-- BEGIN GIVEN DATA --

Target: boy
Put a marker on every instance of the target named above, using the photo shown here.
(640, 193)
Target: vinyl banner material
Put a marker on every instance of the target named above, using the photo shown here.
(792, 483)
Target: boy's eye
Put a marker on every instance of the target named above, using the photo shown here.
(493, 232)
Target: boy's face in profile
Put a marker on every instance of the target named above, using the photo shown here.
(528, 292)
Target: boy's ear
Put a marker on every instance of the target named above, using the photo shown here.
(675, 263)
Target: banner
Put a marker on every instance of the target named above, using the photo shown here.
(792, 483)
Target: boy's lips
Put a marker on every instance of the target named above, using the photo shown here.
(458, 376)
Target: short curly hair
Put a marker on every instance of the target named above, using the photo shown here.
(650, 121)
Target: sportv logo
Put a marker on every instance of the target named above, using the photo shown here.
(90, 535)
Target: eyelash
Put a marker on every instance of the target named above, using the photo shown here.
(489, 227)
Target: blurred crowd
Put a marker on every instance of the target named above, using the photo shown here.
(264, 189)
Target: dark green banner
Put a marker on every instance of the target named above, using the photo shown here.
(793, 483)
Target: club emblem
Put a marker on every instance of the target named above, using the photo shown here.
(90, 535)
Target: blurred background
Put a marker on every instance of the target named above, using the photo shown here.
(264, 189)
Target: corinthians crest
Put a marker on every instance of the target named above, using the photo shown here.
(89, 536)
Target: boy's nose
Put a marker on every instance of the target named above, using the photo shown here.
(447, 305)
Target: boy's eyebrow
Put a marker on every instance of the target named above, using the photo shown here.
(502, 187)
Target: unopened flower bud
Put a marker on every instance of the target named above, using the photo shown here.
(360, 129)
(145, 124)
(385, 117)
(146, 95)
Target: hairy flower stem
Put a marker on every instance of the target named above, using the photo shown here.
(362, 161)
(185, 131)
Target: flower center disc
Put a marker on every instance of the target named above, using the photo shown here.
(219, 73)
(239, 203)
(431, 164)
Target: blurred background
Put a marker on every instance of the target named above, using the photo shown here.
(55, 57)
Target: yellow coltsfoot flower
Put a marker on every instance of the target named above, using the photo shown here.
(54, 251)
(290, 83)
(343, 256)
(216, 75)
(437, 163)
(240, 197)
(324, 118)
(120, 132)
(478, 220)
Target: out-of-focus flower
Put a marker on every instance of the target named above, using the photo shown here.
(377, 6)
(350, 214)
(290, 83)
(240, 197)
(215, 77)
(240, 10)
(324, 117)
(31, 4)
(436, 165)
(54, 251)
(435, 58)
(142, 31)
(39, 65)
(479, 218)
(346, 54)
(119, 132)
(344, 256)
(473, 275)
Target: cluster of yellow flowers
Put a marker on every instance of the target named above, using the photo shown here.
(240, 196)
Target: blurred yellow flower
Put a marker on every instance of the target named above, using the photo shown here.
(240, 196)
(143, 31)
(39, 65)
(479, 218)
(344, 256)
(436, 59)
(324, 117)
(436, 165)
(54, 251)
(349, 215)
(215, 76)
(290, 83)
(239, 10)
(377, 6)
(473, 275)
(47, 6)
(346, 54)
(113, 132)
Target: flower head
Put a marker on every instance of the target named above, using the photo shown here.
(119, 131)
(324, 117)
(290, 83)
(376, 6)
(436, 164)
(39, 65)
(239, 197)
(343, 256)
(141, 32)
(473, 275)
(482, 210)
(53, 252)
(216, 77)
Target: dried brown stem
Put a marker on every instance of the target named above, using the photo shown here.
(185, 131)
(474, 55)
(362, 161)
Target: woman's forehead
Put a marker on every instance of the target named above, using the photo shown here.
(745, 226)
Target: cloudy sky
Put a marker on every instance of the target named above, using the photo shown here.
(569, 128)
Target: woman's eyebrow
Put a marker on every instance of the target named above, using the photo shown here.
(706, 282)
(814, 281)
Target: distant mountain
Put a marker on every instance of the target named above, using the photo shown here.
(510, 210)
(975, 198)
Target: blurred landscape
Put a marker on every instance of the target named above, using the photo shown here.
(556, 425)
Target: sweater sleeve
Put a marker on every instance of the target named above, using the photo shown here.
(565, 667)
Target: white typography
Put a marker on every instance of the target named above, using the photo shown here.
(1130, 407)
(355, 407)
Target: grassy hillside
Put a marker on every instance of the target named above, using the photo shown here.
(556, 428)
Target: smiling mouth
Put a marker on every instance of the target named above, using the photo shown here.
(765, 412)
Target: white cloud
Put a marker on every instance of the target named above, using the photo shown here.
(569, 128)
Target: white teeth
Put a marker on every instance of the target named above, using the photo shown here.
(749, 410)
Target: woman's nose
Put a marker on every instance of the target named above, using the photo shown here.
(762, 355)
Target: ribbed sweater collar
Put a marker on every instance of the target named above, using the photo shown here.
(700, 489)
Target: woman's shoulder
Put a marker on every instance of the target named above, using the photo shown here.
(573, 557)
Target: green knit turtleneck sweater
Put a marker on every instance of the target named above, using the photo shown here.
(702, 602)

-- END GIVEN DATA --

◆ PROBLEM DESCRIPTION: Lay out all the items above as a Markdown table, one line per row, with the columns "Row" for the row number and "Text" for the line, and leave out any blank lines.

◆ EXERCISE OUTPUT:
| Row | Text |
|---|---|
| 1 | Target: boy |
| 2 | Put a marker on every instance of the target named above, using the photo shown here. |
| 3 | (640, 193) |
| 4 | Target: vinyl banner material |
| 5 | Put a marker on every instance of the target named above, using the photo shown here. |
| 6 | (792, 483) |
| 7 | Target: boy's eye |
| 8 | Put a marker on every instance of the target named above, using the photo shown here. |
| 9 | (493, 232) |
| 10 | Target: boy's face in profile |
| 11 | Put a marker on every instance of the target named above, using the photo shown here. |
| 12 | (528, 292) |
| 13 | Target: boy's ear |
| 14 | Put a marker on every instance of the target named above, using the photo shown here. |
| 15 | (675, 263) |
| 16 | Target: banner |
| 17 | Put a marker on every instance of the target named above, using the photo shown here. |
| 18 | (792, 483) |
| 19 | Target: boy's lips |
| 20 | Put a marker on every instance of the target named above, using the photo shown here. |
| 21 | (458, 376) |
| 22 | Target: short curly hair |
| 23 | Put a marker on every instance of the target named above, using the photo shown here. |
| 24 | (650, 121) |
| 25 | Target: sportv logo |
| 26 | Put a marker on every instance of the target named above, using the photo shown here. |
| 27 | (90, 535) |
| 28 | Target: eyelash |
| 29 | Put a marker on every instance of the target named above, using the photo shown here. |
| 30 | (489, 227) |
| 31 | Target: blurred crowd |
| 32 | Put a marker on every instance of the target named above, using the photo shown here. |
| 33 | (264, 189) |
| 34 | Target: dark green banner |
| 35 | Put a marker on every instance of the target named above, using the photo shown here. |
| 36 | (793, 483) |
| 37 | Target: club emblem |
| 38 | Put a marker on every instance of the target named above, using the photo shown here. |
| 39 | (90, 535) |
| 40 | Target: blurred background |
| 41 | Put a marker on every instance of the target named above, using the photo shown here. |
| 42 | (264, 189) |
| 43 | Target: corinthians crest |
| 44 | Put a marker on every instance of the target named above, using the photo shown here. |
| 45 | (89, 536) |
| 46 | Target: boy's nose |
| 47 | Put a marker on every instance of the target named above, using the photo shown here. |
| 48 | (447, 305) |
| 49 | Target: boy's eyebrow |
| 50 | Put a marker on every instance of the target named above, using the photo shown here. |
| 51 | (502, 187) |
| 52 | Target: unopened flower bud |
| 53 | Put a marker on every instance of the target named above, using the photo shown here. |
| 54 | (360, 129) |
| 55 | (145, 124) |
| 56 | (385, 117) |
| 57 | (146, 95) |
| 58 | Target: hairy flower stem |
| 59 | Put a marker on every instance of the target named above, using the photo shown here. |
| 60 | (362, 161) |
| 61 | (185, 131) |
| 62 | Target: flower center disc |
| 63 | Put a marker on every instance of the target named above, using the photo shown here. |
| 64 | (219, 73) |
| 65 | (239, 203) |
| 66 | (431, 164) |
| 67 | Target: blurred background |
| 68 | Put a marker on every instance of the target named above, using the photo shown here. |
| 69 | (55, 57) |
| 70 | Target: yellow coltsfoot flower |
| 71 | Put a marker on every instance of the target named above, using the photo shown here. |
| 72 | (54, 251) |
| 73 | (290, 83) |
| 74 | (343, 256) |
| 75 | (216, 75) |
| 76 | (437, 163) |
| 77 | (240, 197) |
| 78 | (324, 118) |
| 79 | (120, 132) |
| 80 | (478, 220) |
| 81 | Target: out-of-focus flower |
| 82 | Put a marker on every instance of the target named above, using the photo shown here. |
| 83 | (377, 6) |
| 84 | (350, 214) |
| 85 | (290, 83) |
| 86 | (240, 197) |
| 87 | (215, 77) |
| 88 | (240, 10) |
| 89 | (324, 117) |
| 90 | (31, 4) |
| 91 | (436, 165) |
| 92 | (54, 251) |
| 93 | (435, 58) |
| 94 | (142, 31) |
| 95 | (39, 65) |
| 96 | (479, 218) |
| 97 | (346, 54) |
| 98 | (119, 132) |
| 99 | (344, 256) |
| 100 | (473, 275) |
| 101 | Target: cluster of yellow flowers |
| 102 | Put a marker on every instance of the target named above, using the photo shown here. |
| 103 | (240, 196) |
| 104 | Target: blurred yellow flower |
| 105 | Put a marker on every instance of the target named above, using the photo shown here. |
| 106 | (240, 196) |
| 107 | (143, 31) |
| 108 | (39, 65) |
| 109 | (479, 218) |
| 110 | (344, 256) |
| 111 | (436, 59) |
| 112 | (324, 117) |
| 113 | (436, 165) |
| 114 | (54, 251) |
| 115 | (349, 215) |
| 116 | (215, 76) |
| 117 | (290, 83) |
| 118 | (239, 10) |
| 119 | (377, 6) |
| 120 | (473, 275) |
| 121 | (47, 6) |
| 122 | (346, 54) |
| 123 | (113, 132) |
| 124 | Target: flower head |
| 125 | Put a marker on every instance of the target named above, using the photo shown here. |
| 126 | (119, 131) |
| 127 | (324, 117) |
| 128 | (290, 83) |
| 129 | (376, 6) |
| 130 | (436, 164) |
| 131 | (39, 65) |
| 132 | (239, 197) |
| 133 | (343, 256) |
| 134 | (141, 32) |
| 135 | (473, 275) |
| 136 | (482, 210) |
| 137 | (53, 252) |
| 138 | (216, 77) |
| 139 | Target: dried brown stem |
| 140 | Put a marker on every instance of the target named above, using the photo shown here. |
| 141 | (185, 131) |
| 142 | (474, 55) |
| 143 | (362, 161) |
| 144 | Target: woman's forehead |
| 145 | Put a marker on every instance of the target named above, using the photo shown here. |
| 146 | (745, 226) |
| 147 | Target: cloudy sky |
| 148 | Put a marker on every instance of the target named above, using the photo shown here. |
| 149 | (569, 128) |
| 150 | Target: woman's eyebrow |
| 151 | Put a marker on every instance of the target named above, using the photo shown here. |
| 152 | (706, 282) |
| 153 | (814, 281) |
| 154 | Target: distant mountain |
| 155 | Put a marker on every instance of the target named above, using the photo shown here. |
| 156 | (510, 210) |
| 157 | (975, 198) |
| 158 | Target: blurred landscape |
| 159 | Put a marker on every instance of the target named above, using the photo shown here. |
| 160 | (556, 425) |
| 161 | Target: sweater sleeve |
| 162 | Put a marker on every instance of the target named above, using the photo shown here. |
| 163 | (565, 667) |
| 164 | Target: white typography |
| 165 | Put a marker on every instance of the target named above, using the photo shown here. |
| 166 | (1130, 407) |
| 167 | (355, 407) |
| 168 | Target: grassy hillside |
| 169 | Put a marker on every instance of the target named above, using the photo shown here. |
| 170 | (556, 428) |
| 171 | Target: smiling mouth |
| 172 | Put a marker on every instance of the target named above, using the photo shown here. |
| 173 | (765, 412) |
| 174 | Target: white cloud |
| 175 | Put a marker on every instance of the target named above, using the photo shown here. |
| 176 | (569, 128) |
| 177 | Target: white teeth |
| 178 | Put a marker on every instance of the target named above, using the photo shown here. |
| 179 | (749, 410) |
| 180 | Target: woman's nose |
| 181 | Put a marker on every instance of the target named above, using the photo shown here. |
| 182 | (762, 355) |
| 183 | Target: ribbed sweater collar |
| 184 | Put a marker on every instance of the target named above, using the photo shown here. |
| 185 | (700, 489) |
| 186 | Target: woman's shoulder |
| 187 | Put a marker on every instance of the target named above, using the photo shown here. |
| 188 | (573, 557) |
| 189 | Target: green knit turtleneck sweater |
| 190 | Put a marker on every instance of the target named above, using the photo shown here. |
| 191 | (702, 602) |